Gather every line in the items that contains the string "large". Matching is case-sensitive.

(Extracted data entries)
- - - - -

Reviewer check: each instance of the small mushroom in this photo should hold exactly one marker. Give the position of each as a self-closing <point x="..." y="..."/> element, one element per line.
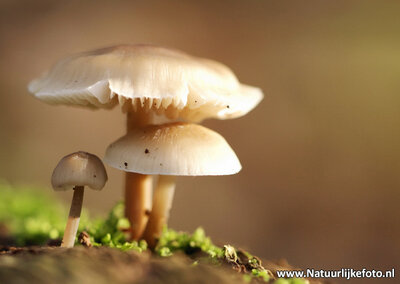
<point x="174" y="149"/>
<point x="75" y="171"/>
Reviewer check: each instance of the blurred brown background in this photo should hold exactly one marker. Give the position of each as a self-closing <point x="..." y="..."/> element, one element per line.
<point x="320" y="183"/>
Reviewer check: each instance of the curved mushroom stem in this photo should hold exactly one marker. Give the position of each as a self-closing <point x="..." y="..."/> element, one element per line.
<point x="137" y="202"/>
<point x="138" y="187"/>
<point x="162" y="203"/>
<point x="73" y="218"/>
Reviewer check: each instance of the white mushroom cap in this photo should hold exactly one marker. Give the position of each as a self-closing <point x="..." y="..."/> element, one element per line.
<point x="178" y="149"/>
<point x="79" y="169"/>
<point x="165" y="81"/>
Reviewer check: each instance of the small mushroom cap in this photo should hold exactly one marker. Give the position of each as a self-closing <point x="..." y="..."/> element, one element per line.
<point x="79" y="169"/>
<point x="164" y="81"/>
<point x="178" y="149"/>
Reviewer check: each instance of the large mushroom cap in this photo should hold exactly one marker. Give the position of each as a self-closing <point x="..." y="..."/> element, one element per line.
<point x="166" y="81"/>
<point x="178" y="149"/>
<point x="79" y="169"/>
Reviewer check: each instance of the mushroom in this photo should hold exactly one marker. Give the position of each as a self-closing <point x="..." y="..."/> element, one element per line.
<point x="169" y="150"/>
<point x="146" y="80"/>
<point x="75" y="171"/>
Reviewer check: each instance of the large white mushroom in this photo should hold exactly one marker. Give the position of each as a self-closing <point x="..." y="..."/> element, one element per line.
<point x="146" y="81"/>
<point x="168" y="150"/>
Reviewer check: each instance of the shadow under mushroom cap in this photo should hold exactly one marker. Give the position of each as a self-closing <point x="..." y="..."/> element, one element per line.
<point x="165" y="81"/>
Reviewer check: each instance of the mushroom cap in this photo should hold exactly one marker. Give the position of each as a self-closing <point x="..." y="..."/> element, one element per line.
<point x="79" y="169"/>
<point x="178" y="149"/>
<point x="162" y="80"/>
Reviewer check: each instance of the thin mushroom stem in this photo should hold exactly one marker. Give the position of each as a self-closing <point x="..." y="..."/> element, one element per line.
<point x="138" y="187"/>
<point x="73" y="219"/>
<point x="162" y="203"/>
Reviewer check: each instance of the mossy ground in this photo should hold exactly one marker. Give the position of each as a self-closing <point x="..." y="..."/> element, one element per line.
<point x="31" y="218"/>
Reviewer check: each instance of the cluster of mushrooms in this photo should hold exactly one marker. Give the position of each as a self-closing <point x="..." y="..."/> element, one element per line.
<point x="164" y="93"/>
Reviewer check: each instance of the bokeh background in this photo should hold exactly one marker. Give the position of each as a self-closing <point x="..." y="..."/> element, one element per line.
<point x="320" y="184"/>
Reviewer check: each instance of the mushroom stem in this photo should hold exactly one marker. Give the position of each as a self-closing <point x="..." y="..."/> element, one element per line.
<point x="162" y="203"/>
<point x="73" y="219"/>
<point x="138" y="187"/>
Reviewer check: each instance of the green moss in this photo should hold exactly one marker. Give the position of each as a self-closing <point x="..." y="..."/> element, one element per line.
<point x="33" y="218"/>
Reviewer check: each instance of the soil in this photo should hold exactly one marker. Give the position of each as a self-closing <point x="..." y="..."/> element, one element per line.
<point x="48" y="265"/>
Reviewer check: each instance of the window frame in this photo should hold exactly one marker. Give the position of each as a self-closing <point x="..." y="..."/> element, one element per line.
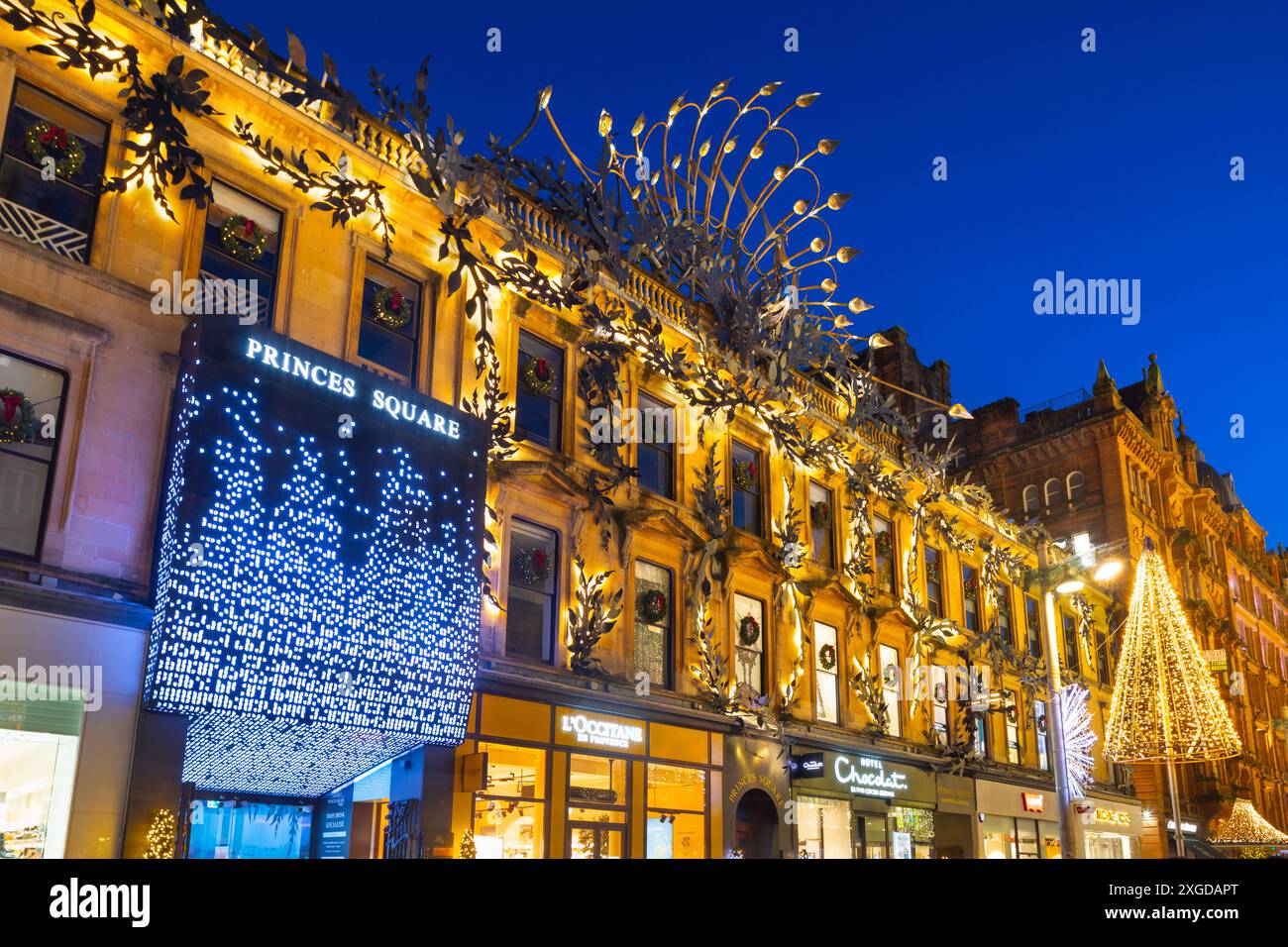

- - - - -

> **Result**:
Reviewer check: each instance of the large mushroom cap in this photo should hold exactly one marker. Give the position of each as a self-closing <point x="..." y="..."/> element, one element per line.
Reviewer check: each instance of the large white mushroom in this photo should hold exactly one marker. Give the position of each as a self-closing <point x="..." y="..."/> element, one element per line.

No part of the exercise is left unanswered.